• _SOURCE PASSAGE_:
________________

Seems like a lot of state laws are based off the federal law. I am guessing that the 100/200 gallon exemption is an easy line where, above that, it is not for personal use.

What I don't get is that all distilled spirits are federally taxed. Since it is not a safety issue (don't have to be licensed, just pay the tax), I don't see how they can regulate an individual for personal use. I could see if they claim a still is dangerous, but then they would have to license you, not just make you pay the tax.

Federal law on Distilled spirits:
http://www.ttb.gov/spirits/faq.shtml#s3


----------



## Deezil (Jan 11, 2014)

richmke said:


> What I don't get is that all distilled spirits are federally taxed. Since it is not a safety issue (don't have to be licensed, just pay the tax), I don't see how they can regulate an individual for personal use. I could see if they claim a still is dangerous, but then they would have to license you, not just make you pay the tax.
> 
> Federal law on Distilled spirits:
> http://www.ttb.gov/spirits/faq.shtml#s3



Distillation isn't something we allow to be discussed on this forum, because it is federally illegal for anyone to operate a still for the intent of making drinkable alcohol, without having the proper permits and other legal paperwork in order. With the server this forum is based on, inside the US - that 'potato' is 'too hot to touch'.


----------



## Thig (Jan 11, 2014)

cmason1957 said:


> I stumbled across this site today while looking at something else.
> 
> http://abc.nc.gov/product/another state law stated was the brandy had to be from like fruit, so forget that Evercleer.



I just used Everclear as an example to get a point across. I never use Everclear with wine to create a port style wine. 

Sent from my ADR6400L using Wine Making mobile app


----------



## jamesngalveston (Jan 11, 2014)

I have no idea what it means, I am calling texas tabc to find out...for myself.
But for texas home made wine, non commercial..it looks like we cant fortify...I thought we could to 22 percent...
I am going to call monday morning.


----------



## jamesngalveston (Jan 11, 2014)

Thig i had to do some digging but found the texas law...
section 109.21 TABC
Sec. 109.21. HOME PRODUCTION OF WI
NE, ALE, MALT LIQUOR, OR BEER.
(a) The
head of a family or an unmarried adult may produce for the use of his family or himself not more than
200 gallons of wine, ale, malt liquor, or beer,
per year. No license or permit is required.
(b) The commission may prohibit the use of any
ingredient it finds detrimental to health or
susceptible of use to evade this code. Only wine
made from the normal alcoholic fermentation of the
juices of dandelions or grapes, raisins, or other fru
its may be produced under this section. Only ale, malt
liquor, or beer made from the normal alcoholic fermenta
tion of malted barley with hops, or their products,
and with or without other malted
or unmalted cereals, may be produced
under this section. The possession
of wine, ale, malt liquor, or beer produced under this
section is not an offense if the person making it
complies with all provisions of this section and the wine
, ale, malt liquor, or beer is not distilled, fortified,
or otherwise altered to increase its alcohol content.


----------



## Runningwolf (Jan 11, 2014)

Ok James this is what I've been asking you for. 

Interesting on the limit of 200 gallons per household even if it's a single adult living alone. I think federal laws will over ride this one at 100 gallons for a single adult household.

head of a family or an unmarried adult may produce for the use of his family or himself not more than
200 gallons of wine, ale, malt liquor, or beer,
per year.

________________

• _SET TASK A_: Reproduce the forum thread on home wine laws, beginning at the words "Sent from my" and stopping after the words "to 22 percent...".

Rows from a dataset of box labels:
________________

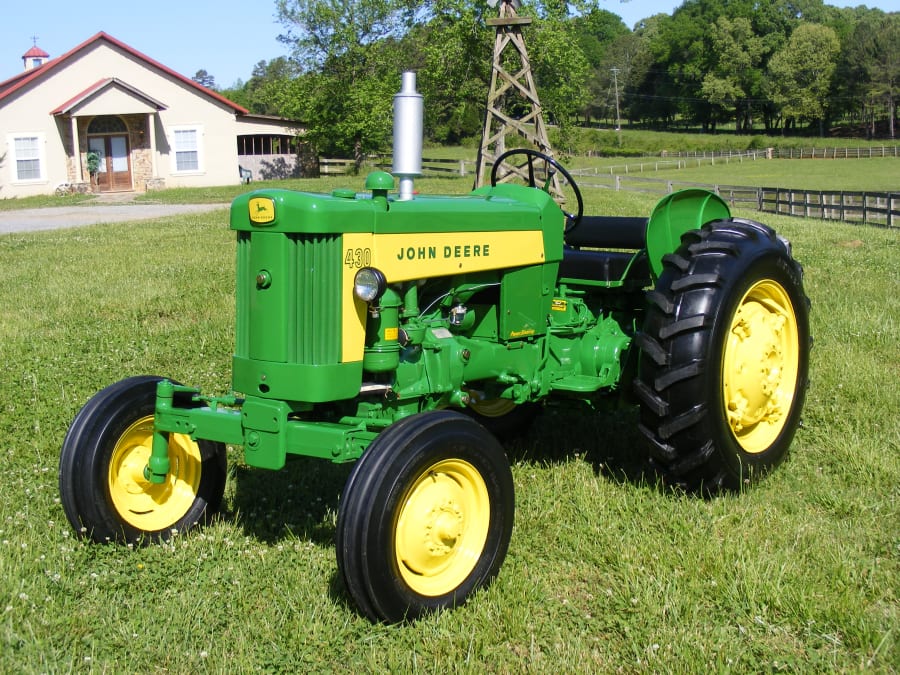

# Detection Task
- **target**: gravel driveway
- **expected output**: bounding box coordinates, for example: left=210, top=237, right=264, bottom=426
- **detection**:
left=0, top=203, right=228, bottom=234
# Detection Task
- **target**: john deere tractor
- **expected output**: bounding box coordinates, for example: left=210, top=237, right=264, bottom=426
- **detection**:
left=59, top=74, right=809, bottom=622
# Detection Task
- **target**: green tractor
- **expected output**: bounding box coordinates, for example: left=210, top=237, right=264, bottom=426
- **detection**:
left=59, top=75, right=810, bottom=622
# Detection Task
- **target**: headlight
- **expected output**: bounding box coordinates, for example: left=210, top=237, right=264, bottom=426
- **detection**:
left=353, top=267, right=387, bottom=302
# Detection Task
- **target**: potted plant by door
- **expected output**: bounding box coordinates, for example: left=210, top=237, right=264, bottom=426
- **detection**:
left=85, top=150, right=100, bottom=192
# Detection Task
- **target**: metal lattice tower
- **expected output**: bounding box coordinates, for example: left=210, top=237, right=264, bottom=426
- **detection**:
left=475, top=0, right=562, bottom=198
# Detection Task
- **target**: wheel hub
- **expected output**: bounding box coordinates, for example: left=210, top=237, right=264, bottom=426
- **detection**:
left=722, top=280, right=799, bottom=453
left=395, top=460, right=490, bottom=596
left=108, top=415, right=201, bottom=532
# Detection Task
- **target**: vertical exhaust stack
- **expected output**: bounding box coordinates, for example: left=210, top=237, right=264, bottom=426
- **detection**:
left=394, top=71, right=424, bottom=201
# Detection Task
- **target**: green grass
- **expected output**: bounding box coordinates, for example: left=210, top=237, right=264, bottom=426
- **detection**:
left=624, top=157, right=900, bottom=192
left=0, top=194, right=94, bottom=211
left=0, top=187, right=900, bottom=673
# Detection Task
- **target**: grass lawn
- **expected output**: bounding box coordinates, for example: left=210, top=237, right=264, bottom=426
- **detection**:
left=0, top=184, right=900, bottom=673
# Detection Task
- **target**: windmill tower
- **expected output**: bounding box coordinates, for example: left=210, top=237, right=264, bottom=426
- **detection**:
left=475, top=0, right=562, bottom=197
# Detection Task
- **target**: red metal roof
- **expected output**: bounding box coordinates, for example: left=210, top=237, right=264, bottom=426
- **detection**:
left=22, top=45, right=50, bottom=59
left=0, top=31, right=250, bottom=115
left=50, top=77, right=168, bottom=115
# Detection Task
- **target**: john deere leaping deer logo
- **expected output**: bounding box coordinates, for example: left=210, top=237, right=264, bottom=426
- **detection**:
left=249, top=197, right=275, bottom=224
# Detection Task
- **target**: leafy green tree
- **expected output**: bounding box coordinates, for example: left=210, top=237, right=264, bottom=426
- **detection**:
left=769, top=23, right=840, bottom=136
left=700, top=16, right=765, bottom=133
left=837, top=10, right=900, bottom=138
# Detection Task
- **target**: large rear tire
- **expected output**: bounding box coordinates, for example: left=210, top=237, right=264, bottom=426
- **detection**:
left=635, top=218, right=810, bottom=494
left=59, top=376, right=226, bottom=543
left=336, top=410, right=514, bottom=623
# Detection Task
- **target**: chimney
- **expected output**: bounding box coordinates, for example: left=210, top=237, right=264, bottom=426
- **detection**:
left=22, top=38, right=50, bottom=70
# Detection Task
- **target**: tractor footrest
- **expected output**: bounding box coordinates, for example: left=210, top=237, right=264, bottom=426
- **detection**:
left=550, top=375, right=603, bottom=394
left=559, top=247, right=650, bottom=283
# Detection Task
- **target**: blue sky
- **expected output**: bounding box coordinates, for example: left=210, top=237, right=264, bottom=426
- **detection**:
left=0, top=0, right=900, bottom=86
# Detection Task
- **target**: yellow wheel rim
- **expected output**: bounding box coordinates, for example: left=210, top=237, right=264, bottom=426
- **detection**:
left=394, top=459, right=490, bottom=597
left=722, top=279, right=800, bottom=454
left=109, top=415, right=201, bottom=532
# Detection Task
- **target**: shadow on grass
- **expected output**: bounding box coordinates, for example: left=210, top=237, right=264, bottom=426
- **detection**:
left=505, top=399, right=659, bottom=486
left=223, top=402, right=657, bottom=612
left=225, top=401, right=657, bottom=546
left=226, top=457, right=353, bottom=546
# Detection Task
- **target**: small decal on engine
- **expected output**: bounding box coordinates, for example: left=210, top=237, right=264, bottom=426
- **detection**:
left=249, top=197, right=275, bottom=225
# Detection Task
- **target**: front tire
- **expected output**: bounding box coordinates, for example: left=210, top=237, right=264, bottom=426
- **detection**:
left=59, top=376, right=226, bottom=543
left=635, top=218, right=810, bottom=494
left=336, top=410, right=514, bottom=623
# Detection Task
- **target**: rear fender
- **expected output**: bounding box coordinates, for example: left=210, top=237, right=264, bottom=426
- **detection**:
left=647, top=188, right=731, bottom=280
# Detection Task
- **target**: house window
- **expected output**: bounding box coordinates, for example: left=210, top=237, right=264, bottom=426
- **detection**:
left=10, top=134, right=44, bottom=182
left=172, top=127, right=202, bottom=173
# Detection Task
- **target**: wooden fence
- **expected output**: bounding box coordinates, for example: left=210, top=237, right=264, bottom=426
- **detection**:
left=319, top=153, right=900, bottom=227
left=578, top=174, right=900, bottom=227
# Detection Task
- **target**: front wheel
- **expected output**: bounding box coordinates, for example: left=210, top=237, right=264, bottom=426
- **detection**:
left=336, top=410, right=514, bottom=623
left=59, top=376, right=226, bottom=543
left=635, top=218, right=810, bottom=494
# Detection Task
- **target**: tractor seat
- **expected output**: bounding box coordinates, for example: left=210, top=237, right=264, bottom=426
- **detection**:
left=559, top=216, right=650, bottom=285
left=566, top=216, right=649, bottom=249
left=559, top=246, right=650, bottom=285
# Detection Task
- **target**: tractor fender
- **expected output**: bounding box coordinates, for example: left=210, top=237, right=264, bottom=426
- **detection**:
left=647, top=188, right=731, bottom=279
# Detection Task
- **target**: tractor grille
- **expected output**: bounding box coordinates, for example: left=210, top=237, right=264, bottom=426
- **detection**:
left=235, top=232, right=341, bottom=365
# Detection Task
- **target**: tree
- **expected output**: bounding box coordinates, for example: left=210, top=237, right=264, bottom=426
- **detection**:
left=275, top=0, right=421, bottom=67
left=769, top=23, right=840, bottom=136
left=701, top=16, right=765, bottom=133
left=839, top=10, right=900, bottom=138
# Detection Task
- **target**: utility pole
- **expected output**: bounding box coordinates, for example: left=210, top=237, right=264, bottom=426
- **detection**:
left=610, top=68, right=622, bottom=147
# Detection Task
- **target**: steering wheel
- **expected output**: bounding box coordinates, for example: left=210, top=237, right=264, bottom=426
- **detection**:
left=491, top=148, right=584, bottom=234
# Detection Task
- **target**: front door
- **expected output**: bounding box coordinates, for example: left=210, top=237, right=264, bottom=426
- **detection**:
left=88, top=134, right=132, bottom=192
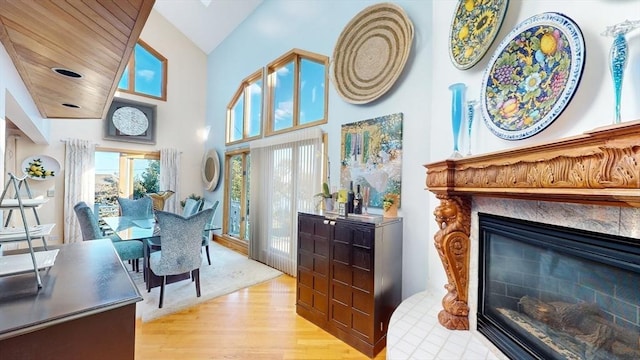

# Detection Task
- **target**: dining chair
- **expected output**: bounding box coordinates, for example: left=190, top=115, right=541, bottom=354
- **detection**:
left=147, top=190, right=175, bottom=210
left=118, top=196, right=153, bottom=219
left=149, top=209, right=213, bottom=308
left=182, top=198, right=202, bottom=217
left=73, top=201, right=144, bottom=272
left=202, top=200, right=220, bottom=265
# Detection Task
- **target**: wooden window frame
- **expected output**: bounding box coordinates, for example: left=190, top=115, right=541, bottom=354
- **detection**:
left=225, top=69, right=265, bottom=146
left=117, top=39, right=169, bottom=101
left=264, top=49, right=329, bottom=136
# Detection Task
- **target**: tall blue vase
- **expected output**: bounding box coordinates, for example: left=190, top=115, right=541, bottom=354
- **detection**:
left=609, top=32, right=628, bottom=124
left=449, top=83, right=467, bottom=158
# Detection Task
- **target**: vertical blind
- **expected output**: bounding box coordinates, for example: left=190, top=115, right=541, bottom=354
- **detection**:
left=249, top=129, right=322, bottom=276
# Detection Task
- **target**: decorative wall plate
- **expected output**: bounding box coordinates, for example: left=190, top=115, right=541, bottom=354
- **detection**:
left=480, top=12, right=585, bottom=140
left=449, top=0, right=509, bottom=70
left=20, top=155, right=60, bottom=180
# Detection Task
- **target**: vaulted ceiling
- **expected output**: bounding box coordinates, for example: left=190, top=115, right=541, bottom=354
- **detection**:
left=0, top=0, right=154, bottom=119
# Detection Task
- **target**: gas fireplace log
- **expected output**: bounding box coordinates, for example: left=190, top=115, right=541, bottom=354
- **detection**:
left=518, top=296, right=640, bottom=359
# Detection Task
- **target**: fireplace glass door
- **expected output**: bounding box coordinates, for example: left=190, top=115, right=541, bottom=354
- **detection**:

________________

• _SET TASK B_: Update the records by replacing "target" with "object" everywhere from the start of the records through the line that contains "left=0, top=184, right=900, bottom=673", leaving all else unchanged. Return only those lines, without the pictures.

• _REPLY A_:
Sent from my ADR6400L using Wine Making mobile app


----------



## jamesngalveston (Jan 11, 2014)

I have no idea what it means, I am calling texas tabc to find out...for myself.
But for texas home made wine, non commercial..it looks like we cant fortify...I thought we could to 22 percent...

• _REPLY B_:
# Detection Task
- **object**: gravel driveway
- **expected output**: bounding box coordinates, for example: left=210, top=237, right=264, bottom=426
- **detection**:
left=0, top=203, right=228, bottom=234
# Detection Task
- **object**: john deere tractor
- **expected output**: bounding box coordinates, for example: left=210, top=237, right=264, bottom=426
- **detection**:
left=59, top=74, right=809, bottom=622
# Detection Task
- **object**: green tractor
- **expected output**: bounding box coordinates, for example: left=210, top=237, right=264, bottom=426
- **detection**:
left=59, top=75, right=810, bottom=622
# Detection Task
- **object**: headlight
- **expected output**: bounding box coordinates, for example: left=210, top=237, right=264, bottom=426
- **detection**:
left=353, top=267, right=387, bottom=302
# Detection Task
- **object**: potted plant by door
- **expected output**: bounding box coordinates, for example: left=210, top=237, right=264, bottom=426
- **detection**:
left=85, top=150, right=100, bottom=192
# Detection Task
- **object**: metal lattice tower
- **expected output**: bounding box coordinates, for example: left=210, top=237, right=264, bottom=426
- **detection**:
left=475, top=0, right=562, bottom=198
# Detection Task
- **object**: wheel hub
- **expected output**: bounding box coordinates, for example: left=210, top=237, right=264, bottom=426
- **detection**:
left=722, top=280, right=799, bottom=453
left=395, top=460, right=490, bottom=596
left=108, top=415, right=201, bottom=532
# Detection Task
- **object**: vertical exhaust stack
- **expected output**: bounding box coordinates, for example: left=210, top=237, right=264, bottom=426
- **detection**:
left=394, top=71, right=424, bottom=201
# Detection Task
- **object**: green grass
- **expected output**: bounding box coordinates, for example: left=210, top=237, right=264, bottom=426
- **detection**:
left=624, top=157, right=900, bottom=192
left=0, top=194, right=94, bottom=211
left=0, top=187, right=900, bottom=673
# Detection Task
- **object**: grass lawn
- **expected output**: bounding box coordinates, for example: left=210, top=237, right=264, bottom=426
- **detection**:
left=0, top=184, right=900, bottom=673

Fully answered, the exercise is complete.